• _Problem_:
Reproduce all of the entries below exactly, without a single change.

• _Supplied material_:
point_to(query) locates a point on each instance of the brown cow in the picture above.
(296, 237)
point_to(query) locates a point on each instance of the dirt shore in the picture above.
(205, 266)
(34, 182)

• _Finished task_:
point_to(query) locates a point on each instance of the brown cow in the picture above.
(296, 237)
point_to(query) locates a point on each instance of the dirt shore in the picture above.
(205, 266)
(34, 182)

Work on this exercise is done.